#### [Input]
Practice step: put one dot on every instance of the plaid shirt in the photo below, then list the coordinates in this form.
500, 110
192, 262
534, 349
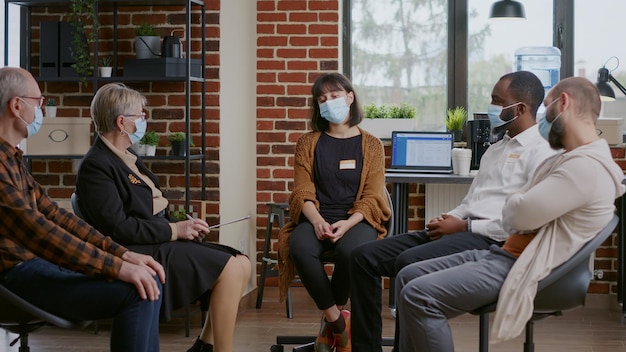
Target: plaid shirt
35, 226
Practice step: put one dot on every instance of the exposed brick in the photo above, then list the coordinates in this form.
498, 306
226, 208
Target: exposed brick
290, 5
303, 17
291, 53
323, 53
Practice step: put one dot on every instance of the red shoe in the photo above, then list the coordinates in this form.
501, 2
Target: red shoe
325, 342
343, 340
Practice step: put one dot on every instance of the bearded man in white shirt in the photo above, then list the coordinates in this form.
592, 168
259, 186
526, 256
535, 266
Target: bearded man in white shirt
476, 223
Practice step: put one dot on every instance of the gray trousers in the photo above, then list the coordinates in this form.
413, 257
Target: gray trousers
432, 291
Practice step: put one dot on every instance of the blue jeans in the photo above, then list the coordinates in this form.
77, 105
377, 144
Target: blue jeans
76, 296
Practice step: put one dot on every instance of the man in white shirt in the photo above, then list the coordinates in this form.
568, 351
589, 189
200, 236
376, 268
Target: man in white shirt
475, 224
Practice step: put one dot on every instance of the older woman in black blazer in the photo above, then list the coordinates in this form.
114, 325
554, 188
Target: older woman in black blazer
120, 197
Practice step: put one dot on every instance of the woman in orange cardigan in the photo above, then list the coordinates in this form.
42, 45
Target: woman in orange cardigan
337, 203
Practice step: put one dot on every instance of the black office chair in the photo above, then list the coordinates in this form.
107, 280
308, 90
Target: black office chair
204, 299
564, 288
306, 343
20, 317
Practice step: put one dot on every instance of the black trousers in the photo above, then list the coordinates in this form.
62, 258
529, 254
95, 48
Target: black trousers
371, 261
305, 250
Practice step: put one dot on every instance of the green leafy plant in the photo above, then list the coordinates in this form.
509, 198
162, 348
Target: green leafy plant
384, 111
176, 137
179, 214
82, 11
106, 61
146, 30
455, 119
150, 138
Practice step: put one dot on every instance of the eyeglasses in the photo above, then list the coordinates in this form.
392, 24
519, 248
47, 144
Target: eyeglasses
142, 116
41, 99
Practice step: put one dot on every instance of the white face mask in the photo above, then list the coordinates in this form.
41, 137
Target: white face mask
335, 111
33, 127
494, 112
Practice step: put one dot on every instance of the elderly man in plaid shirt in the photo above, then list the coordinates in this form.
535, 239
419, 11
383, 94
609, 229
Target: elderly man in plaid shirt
52, 258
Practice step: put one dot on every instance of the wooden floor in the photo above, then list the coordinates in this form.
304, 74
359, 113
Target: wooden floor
597, 327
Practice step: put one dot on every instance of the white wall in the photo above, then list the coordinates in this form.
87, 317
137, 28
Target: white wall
238, 126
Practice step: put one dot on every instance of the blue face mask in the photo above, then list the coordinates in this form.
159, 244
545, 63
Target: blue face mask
335, 111
140, 126
494, 112
542, 121
34, 127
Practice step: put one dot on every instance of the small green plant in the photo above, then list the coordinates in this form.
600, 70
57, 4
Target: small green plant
455, 119
150, 138
176, 137
179, 214
384, 111
106, 61
146, 30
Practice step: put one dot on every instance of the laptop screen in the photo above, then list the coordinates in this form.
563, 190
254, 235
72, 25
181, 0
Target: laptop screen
421, 151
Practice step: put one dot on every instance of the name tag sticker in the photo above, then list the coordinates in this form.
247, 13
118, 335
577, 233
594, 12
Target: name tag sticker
347, 164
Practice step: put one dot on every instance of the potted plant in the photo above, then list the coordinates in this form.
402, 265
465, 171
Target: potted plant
455, 121
80, 13
177, 141
383, 119
151, 141
147, 41
105, 68
51, 107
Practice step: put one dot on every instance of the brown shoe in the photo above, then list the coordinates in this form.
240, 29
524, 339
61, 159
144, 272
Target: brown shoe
343, 340
325, 342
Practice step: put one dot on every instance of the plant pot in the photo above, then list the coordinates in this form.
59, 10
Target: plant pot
105, 71
179, 148
51, 111
150, 150
147, 47
382, 128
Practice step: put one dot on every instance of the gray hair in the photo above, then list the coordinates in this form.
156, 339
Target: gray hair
112, 100
13, 83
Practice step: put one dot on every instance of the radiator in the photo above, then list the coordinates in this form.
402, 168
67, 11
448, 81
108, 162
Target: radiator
441, 198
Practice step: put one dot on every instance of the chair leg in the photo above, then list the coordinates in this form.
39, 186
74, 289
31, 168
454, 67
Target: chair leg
483, 335
24, 343
288, 306
187, 313
529, 344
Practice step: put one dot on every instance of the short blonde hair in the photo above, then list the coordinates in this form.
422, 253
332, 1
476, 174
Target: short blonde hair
112, 100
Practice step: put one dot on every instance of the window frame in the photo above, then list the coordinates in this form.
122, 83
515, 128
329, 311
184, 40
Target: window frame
562, 38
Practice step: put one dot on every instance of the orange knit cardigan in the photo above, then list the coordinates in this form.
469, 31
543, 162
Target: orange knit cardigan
371, 200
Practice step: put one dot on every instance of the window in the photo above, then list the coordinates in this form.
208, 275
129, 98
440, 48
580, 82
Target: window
492, 44
399, 50
598, 44
14, 43
399, 55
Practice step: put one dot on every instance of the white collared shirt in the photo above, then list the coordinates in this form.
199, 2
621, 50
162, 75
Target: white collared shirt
505, 167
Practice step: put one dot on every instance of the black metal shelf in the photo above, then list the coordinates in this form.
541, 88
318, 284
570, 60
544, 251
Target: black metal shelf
115, 5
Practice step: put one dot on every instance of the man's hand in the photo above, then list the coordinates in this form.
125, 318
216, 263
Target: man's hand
138, 266
193, 230
445, 225
141, 277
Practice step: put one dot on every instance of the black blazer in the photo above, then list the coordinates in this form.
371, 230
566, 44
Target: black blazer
116, 201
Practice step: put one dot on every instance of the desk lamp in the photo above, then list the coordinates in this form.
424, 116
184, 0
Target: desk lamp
604, 76
507, 9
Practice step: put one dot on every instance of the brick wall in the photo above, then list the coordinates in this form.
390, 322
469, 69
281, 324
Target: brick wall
296, 41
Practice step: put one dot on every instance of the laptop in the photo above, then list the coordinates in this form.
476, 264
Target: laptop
421, 152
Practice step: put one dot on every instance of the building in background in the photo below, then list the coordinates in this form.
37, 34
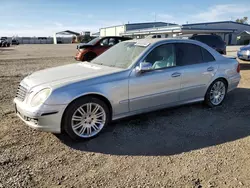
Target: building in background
118, 30
228, 30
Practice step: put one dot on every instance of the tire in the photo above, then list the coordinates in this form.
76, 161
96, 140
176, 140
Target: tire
211, 98
89, 122
89, 56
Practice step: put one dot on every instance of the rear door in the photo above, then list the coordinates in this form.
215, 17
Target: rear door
198, 67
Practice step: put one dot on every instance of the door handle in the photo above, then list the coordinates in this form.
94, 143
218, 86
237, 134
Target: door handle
176, 74
210, 69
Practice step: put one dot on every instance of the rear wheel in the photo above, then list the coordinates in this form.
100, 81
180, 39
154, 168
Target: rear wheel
85, 118
90, 56
216, 93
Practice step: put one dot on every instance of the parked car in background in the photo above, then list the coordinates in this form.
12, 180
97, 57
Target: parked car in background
212, 40
244, 53
14, 41
4, 42
133, 77
92, 49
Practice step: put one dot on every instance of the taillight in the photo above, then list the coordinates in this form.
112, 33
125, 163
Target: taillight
238, 68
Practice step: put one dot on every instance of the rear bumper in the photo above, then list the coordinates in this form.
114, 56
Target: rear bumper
244, 56
48, 119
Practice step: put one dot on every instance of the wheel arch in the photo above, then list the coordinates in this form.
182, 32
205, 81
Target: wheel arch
90, 52
95, 95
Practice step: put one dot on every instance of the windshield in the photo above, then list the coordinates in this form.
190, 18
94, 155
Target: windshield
121, 55
95, 40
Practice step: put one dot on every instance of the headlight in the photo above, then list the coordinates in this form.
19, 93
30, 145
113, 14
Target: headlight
40, 97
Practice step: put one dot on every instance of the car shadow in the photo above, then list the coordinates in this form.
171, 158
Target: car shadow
2, 49
173, 131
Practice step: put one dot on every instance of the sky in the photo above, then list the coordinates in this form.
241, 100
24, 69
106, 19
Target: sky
45, 17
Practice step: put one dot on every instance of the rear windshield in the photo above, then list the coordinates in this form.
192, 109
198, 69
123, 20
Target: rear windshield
209, 39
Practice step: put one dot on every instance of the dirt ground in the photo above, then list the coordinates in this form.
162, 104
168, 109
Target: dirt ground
188, 146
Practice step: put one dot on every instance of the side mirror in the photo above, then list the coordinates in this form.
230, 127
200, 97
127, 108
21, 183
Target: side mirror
143, 67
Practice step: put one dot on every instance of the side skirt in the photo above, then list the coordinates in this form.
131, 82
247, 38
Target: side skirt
180, 103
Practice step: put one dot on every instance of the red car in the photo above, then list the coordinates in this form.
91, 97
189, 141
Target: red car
90, 50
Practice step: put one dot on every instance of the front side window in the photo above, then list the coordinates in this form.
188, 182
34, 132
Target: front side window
104, 42
162, 57
121, 55
207, 57
188, 54
113, 41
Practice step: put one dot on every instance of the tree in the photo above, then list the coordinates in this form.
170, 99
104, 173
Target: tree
242, 20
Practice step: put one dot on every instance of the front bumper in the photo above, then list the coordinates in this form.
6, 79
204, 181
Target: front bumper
46, 118
79, 56
233, 82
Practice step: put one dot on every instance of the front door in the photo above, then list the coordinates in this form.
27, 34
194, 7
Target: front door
159, 86
198, 67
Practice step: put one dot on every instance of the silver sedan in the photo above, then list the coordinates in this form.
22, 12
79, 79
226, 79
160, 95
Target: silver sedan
244, 53
132, 77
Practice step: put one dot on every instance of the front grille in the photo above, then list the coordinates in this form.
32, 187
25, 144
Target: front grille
21, 93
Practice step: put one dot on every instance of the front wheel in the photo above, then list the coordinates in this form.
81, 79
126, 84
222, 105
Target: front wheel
85, 118
216, 93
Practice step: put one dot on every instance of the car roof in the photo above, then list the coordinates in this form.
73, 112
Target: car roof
149, 43
152, 41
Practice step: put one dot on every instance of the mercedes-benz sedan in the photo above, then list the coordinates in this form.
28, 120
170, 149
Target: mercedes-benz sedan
133, 77
244, 53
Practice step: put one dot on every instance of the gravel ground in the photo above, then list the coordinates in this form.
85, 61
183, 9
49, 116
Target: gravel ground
188, 146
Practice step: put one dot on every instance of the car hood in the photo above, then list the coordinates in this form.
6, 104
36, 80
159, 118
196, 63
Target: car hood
63, 75
245, 47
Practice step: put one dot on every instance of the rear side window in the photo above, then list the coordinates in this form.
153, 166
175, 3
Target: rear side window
207, 57
188, 54
210, 40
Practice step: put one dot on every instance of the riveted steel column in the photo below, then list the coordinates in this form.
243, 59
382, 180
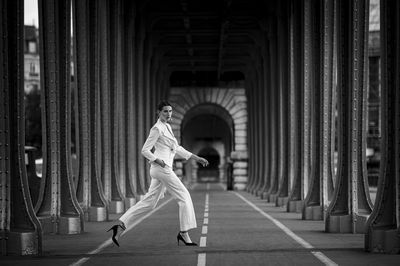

#### [Instruction]
Show every line of the data above that contains the word "orange".

#### [Exercise answer]
Practice step: put one dot on every instance of the woman in orange cardigan in the photo above, then list the coordinates in this form.
Target: woman in orange cardigan
Practice step: put one dot on every instance of the orange knit cardigan in the photo above, then list the coordinates in this form.
Target: orange knit cardigan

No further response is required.